* What the exercise asks *
Return, unchanged, the lines from the line containing "of the puddle" through the line containing "<point>178,64</point>", both inclusive. Omit the pictures from the answer.

Records of a point annotation dataset:
-=-=-
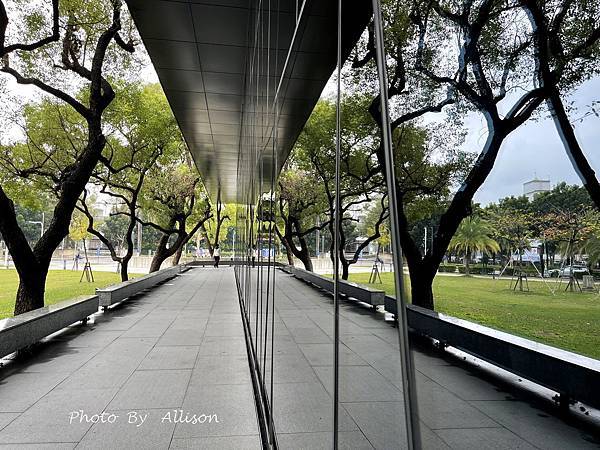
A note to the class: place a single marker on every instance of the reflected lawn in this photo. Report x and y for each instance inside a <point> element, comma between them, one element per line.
<point>61,285</point>
<point>566,320</point>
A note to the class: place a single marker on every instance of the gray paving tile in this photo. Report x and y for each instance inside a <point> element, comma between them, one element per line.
<point>305,407</point>
<point>461,382</point>
<point>322,355</point>
<point>221,443</point>
<point>181,337</point>
<point>221,370</point>
<point>483,438</point>
<point>91,337</point>
<point>348,440</point>
<point>59,358</point>
<point>174,357</point>
<point>383,425</point>
<point>230,406</point>
<point>21,390</point>
<point>53,446</point>
<point>6,418</point>
<point>104,377</point>
<point>292,369</point>
<point>359,384</point>
<point>129,432</point>
<point>439,408</point>
<point>153,389</point>
<point>535,426</point>
<point>124,353</point>
<point>48,421</point>
<point>311,335</point>
<point>224,330</point>
<point>212,345</point>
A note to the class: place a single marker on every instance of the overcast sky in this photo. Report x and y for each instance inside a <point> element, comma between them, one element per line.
<point>536,149</point>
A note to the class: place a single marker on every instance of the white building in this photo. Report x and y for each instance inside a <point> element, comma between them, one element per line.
<point>535,186</point>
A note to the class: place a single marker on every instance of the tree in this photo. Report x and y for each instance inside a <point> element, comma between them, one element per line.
<point>213,230</point>
<point>566,40</point>
<point>360,179</point>
<point>473,235</point>
<point>175,204</point>
<point>144,134</point>
<point>301,210</point>
<point>91,34</point>
<point>422,39</point>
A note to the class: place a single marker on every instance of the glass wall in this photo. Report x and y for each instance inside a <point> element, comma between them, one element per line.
<point>327,372</point>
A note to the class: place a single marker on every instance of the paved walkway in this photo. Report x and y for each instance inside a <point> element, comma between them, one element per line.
<point>179,350</point>
<point>458,409</point>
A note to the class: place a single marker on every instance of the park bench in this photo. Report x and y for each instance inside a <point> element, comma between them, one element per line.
<point>17,333</point>
<point>571,375</point>
<point>373,297</point>
<point>119,292</point>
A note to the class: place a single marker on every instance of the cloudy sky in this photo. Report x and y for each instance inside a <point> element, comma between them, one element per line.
<point>536,149</point>
<point>532,150</point>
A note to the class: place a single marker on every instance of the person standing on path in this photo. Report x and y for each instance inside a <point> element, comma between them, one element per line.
<point>217,255</point>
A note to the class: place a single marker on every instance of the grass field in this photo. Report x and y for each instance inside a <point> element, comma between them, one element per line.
<point>566,320</point>
<point>61,285</point>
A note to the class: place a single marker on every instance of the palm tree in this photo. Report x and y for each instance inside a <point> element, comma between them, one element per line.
<point>473,235</point>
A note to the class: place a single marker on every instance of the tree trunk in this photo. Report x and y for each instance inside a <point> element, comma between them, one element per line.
<point>303,256</point>
<point>124,263</point>
<point>574,151</point>
<point>288,252</point>
<point>345,268</point>
<point>177,256</point>
<point>421,283</point>
<point>30,294</point>
<point>161,253</point>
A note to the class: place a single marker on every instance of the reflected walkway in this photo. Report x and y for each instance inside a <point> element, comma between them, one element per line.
<point>177,350</point>
<point>181,347</point>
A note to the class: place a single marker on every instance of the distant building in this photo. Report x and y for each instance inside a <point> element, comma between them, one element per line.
<point>535,186</point>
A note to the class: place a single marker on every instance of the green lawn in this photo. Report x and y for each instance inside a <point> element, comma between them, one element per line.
<point>61,285</point>
<point>566,320</point>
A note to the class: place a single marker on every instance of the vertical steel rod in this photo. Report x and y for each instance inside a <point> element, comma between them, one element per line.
<point>336,245</point>
<point>408,373</point>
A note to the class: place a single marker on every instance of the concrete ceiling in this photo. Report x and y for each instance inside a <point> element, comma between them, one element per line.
<point>206,54</point>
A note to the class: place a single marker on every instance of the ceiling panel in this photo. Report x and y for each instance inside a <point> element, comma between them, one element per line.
<point>203,52</point>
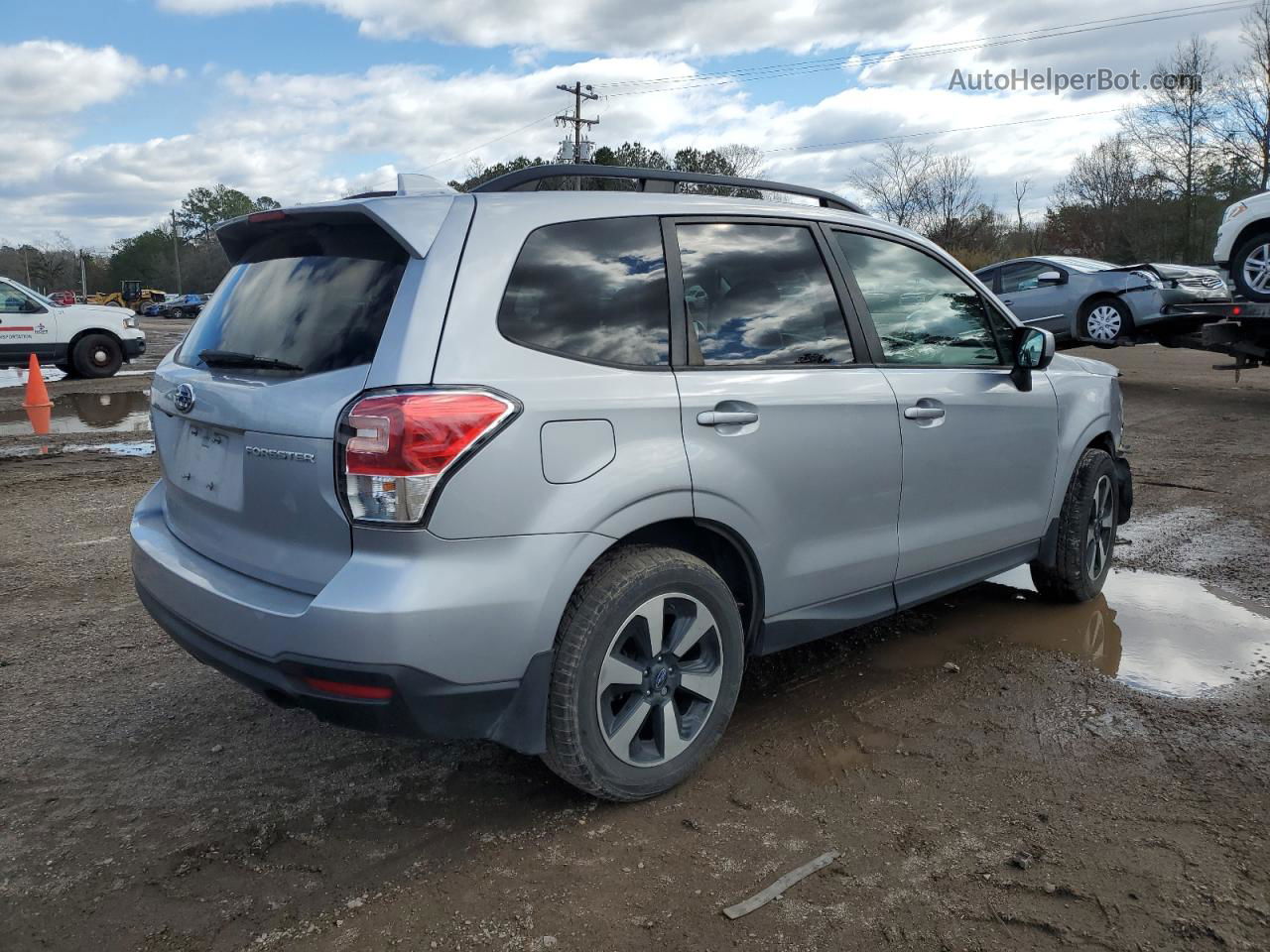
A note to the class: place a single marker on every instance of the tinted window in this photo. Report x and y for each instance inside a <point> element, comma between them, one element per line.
<point>1023,277</point>
<point>317,298</point>
<point>14,302</point>
<point>922,309</point>
<point>594,290</point>
<point>760,295</point>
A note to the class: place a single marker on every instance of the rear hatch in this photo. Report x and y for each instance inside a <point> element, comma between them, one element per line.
<point>245,411</point>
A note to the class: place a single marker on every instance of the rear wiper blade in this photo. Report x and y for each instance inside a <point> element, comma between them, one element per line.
<point>232,358</point>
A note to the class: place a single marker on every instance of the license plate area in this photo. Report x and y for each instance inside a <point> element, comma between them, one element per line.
<point>207,463</point>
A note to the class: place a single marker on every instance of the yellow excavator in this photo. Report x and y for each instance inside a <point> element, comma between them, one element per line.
<point>130,295</point>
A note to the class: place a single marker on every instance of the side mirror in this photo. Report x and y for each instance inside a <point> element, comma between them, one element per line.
<point>1034,349</point>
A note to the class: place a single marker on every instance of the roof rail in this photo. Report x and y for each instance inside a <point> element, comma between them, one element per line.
<point>527,179</point>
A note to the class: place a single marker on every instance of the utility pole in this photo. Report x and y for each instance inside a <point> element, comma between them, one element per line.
<point>576,121</point>
<point>176,249</point>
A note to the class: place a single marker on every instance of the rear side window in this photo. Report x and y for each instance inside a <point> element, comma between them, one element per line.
<point>593,290</point>
<point>316,296</point>
<point>925,312</point>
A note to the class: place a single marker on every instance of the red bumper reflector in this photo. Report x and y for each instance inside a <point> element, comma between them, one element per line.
<point>362,692</point>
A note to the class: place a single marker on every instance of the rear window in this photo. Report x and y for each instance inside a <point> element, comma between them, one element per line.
<point>316,296</point>
<point>593,290</point>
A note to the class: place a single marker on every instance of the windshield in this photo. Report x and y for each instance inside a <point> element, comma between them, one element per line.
<point>1082,264</point>
<point>36,295</point>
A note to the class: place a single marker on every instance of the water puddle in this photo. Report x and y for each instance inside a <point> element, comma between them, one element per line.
<point>1160,634</point>
<point>132,448</point>
<point>12,377</point>
<point>89,412</point>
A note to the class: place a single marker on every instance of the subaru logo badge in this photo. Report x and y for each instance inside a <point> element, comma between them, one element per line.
<point>183,398</point>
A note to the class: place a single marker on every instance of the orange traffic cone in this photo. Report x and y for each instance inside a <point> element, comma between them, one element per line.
<point>36,403</point>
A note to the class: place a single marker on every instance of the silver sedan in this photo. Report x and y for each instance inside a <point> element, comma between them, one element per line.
<point>1089,299</point>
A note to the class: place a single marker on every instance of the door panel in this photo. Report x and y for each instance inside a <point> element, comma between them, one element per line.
<point>788,442</point>
<point>813,484</point>
<point>978,453</point>
<point>1039,304</point>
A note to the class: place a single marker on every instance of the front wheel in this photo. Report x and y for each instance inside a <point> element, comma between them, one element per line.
<point>1106,321</point>
<point>1086,534</point>
<point>96,356</point>
<point>648,665</point>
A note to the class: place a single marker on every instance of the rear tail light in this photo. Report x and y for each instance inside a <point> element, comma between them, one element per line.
<point>403,444</point>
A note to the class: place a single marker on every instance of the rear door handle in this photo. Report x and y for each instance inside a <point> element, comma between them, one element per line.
<point>720,417</point>
<point>924,413</point>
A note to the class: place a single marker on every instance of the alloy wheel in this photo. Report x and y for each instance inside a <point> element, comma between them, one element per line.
<point>659,679</point>
<point>1256,268</point>
<point>1100,535</point>
<point>1103,322</point>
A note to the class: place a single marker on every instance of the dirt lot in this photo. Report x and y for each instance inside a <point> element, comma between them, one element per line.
<point>1028,801</point>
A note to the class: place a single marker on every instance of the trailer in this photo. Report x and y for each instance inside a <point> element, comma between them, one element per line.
<point>1238,329</point>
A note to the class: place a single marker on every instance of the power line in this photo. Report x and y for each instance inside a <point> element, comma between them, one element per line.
<point>829,146</point>
<point>811,66</point>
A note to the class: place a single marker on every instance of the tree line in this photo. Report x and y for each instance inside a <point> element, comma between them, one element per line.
<point>1153,190</point>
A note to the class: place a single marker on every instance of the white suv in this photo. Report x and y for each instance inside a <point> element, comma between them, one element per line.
<point>85,340</point>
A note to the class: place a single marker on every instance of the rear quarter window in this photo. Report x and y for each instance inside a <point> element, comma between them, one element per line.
<point>592,290</point>
<point>316,296</point>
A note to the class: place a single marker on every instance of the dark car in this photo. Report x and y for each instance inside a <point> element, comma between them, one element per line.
<point>1080,298</point>
<point>180,306</point>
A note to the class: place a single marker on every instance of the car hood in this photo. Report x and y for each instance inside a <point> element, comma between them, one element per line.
<point>104,309</point>
<point>1170,271</point>
<point>1100,368</point>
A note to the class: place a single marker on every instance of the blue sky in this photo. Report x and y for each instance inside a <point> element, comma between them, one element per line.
<point>118,108</point>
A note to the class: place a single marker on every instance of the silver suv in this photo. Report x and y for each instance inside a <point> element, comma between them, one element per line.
<point>548,466</point>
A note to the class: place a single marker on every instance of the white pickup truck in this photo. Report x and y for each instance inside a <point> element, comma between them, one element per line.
<point>84,340</point>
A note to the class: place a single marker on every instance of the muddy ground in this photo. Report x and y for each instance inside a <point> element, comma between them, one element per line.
<point>1032,800</point>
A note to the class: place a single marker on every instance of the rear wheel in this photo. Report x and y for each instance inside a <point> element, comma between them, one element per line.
<point>648,666</point>
<point>96,356</point>
<point>1086,534</point>
<point>1250,268</point>
<point>1105,321</point>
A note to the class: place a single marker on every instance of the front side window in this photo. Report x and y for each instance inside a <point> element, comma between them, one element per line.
<point>13,301</point>
<point>313,298</point>
<point>1023,277</point>
<point>760,295</point>
<point>593,290</point>
<point>924,312</point>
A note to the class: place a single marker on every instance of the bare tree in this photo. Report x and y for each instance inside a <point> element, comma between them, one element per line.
<point>747,160</point>
<point>1021,189</point>
<point>897,182</point>
<point>952,195</point>
<point>1246,98</point>
<point>1175,127</point>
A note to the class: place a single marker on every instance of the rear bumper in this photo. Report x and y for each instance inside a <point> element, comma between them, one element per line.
<point>422,705</point>
<point>460,630</point>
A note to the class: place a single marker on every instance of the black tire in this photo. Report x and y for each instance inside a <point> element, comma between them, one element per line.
<point>96,356</point>
<point>1259,244</point>
<point>1096,331</point>
<point>603,607</point>
<point>1076,575</point>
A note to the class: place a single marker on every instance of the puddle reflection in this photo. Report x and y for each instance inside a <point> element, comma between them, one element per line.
<point>1159,634</point>
<point>126,412</point>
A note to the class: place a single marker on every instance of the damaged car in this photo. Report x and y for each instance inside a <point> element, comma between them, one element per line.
<point>1082,298</point>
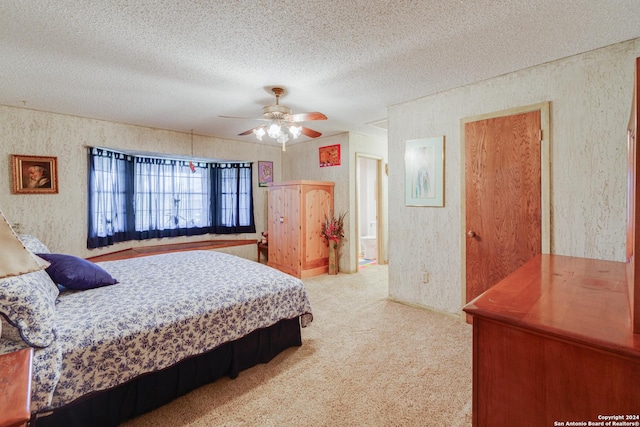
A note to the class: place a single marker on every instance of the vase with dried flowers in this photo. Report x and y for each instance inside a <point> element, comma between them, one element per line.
<point>333,232</point>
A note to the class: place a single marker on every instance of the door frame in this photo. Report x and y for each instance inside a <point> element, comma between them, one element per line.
<point>379,218</point>
<point>545,184</point>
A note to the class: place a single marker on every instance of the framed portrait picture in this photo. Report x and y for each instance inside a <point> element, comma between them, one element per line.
<point>424,168</point>
<point>329,155</point>
<point>34,174</point>
<point>265,173</point>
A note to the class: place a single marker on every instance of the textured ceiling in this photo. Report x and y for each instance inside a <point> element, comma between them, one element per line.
<point>178,64</point>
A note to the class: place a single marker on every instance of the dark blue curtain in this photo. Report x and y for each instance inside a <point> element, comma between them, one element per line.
<point>111,216</point>
<point>136,198</point>
<point>232,199</point>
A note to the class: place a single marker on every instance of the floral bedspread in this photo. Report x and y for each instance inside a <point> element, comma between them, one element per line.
<point>164,308</point>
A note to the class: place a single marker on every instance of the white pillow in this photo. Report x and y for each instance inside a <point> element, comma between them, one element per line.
<point>33,244</point>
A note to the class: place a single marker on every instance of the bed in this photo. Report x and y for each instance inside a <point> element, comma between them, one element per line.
<point>171,323</point>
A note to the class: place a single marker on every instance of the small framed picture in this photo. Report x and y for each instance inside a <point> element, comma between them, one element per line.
<point>424,167</point>
<point>329,155</point>
<point>34,174</point>
<point>265,173</point>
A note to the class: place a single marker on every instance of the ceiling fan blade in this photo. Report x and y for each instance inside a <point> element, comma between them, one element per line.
<point>310,132</point>
<point>243,118</point>
<point>305,117</point>
<point>250,131</point>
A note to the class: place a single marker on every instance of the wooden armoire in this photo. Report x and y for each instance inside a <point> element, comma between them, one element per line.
<point>296,212</point>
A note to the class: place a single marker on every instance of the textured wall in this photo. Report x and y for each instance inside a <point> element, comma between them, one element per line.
<point>590,96</point>
<point>60,220</point>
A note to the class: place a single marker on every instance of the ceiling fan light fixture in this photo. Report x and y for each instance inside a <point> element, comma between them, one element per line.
<point>282,139</point>
<point>295,131</point>
<point>275,130</point>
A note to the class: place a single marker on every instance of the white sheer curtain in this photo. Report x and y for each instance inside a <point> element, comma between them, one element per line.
<point>168,195</point>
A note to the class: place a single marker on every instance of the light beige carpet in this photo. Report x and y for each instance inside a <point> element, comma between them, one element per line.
<point>364,361</point>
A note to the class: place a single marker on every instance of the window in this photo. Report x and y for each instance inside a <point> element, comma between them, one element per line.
<point>135,198</point>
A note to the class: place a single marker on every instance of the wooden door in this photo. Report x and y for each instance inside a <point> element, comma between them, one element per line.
<point>291,230</point>
<point>503,197</point>
<point>284,228</point>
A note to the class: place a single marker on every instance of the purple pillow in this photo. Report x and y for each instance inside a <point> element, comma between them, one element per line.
<point>76,273</point>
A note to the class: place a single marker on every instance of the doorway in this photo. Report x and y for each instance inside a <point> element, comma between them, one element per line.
<point>368,170</point>
<point>505,194</point>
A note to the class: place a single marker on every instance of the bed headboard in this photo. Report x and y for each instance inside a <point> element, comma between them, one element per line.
<point>633,207</point>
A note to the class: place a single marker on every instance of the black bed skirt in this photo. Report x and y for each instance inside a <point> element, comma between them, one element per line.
<point>149,391</point>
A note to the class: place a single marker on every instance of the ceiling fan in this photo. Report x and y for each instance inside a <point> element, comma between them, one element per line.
<point>281,123</point>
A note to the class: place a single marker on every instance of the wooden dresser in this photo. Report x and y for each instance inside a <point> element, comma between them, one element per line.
<point>15,388</point>
<point>553,343</point>
<point>296,213</point>
<point>557,342</point>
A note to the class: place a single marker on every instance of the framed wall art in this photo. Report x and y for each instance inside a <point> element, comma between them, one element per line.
<point>329,155</point>
<point>265,173</point>
<point>424,168</point>
<point>34,174</point>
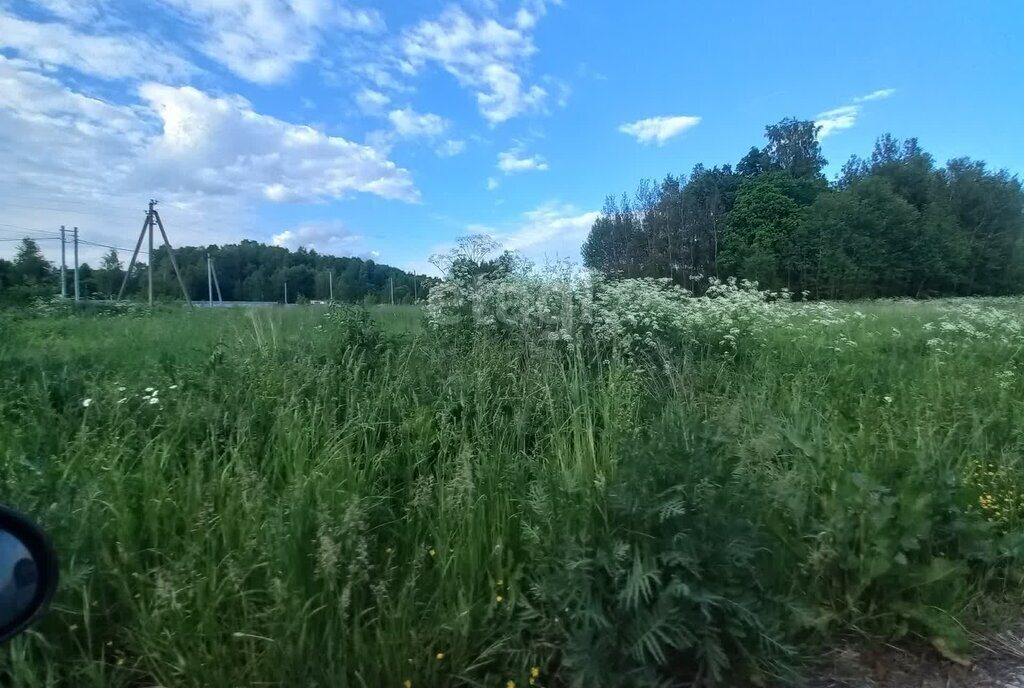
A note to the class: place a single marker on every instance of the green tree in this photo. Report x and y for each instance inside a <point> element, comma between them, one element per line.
<point>793,147</point>
<point>30,264</point>
<point>761,232</point>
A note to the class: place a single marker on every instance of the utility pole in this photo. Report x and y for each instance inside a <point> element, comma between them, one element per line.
-=-=-
* The output *
A note to the class: place a single marker on every instance of the puddle reflection in this photo. Report x and y for each instance inside a <point> element, comma between them, one element per line.
<point>1159,634</point>
<point>126,412</point>
A note to the class: place a single marker on every instance of the damaged car in this photo. Report x and y for each instance inside a <point> element, comma between them, one element per line.
<point>1082,298</point>
A note to the class: place a single marker on every instance of the vase with dried flowers in this photo. Report x and y for each instance inside a <point> element, comma between them, one element per line.
<point>333,232</point>
A note to the class: place a single marker on every instance of the door frame in this photo. Report x and y for each instance inside a <point> element, comma between them, one element per line.
<point>379,218</point>
<point>545,184</point>
A note to the class: place a single marker on every instance of the framed portrait picture in this photo. Report x and y for each instance inside a <point> element, comma between them, one element per line.
<point>424,168</point>
<point>329,155</point>
<point>34,174</point>
<point>265,173</point>
A note to the class: place a single marker on every instance of the textured ceiling in this photo. Report x and y for each instance inside a <point> element, comma between them, one element per line.
<point>178,64</point>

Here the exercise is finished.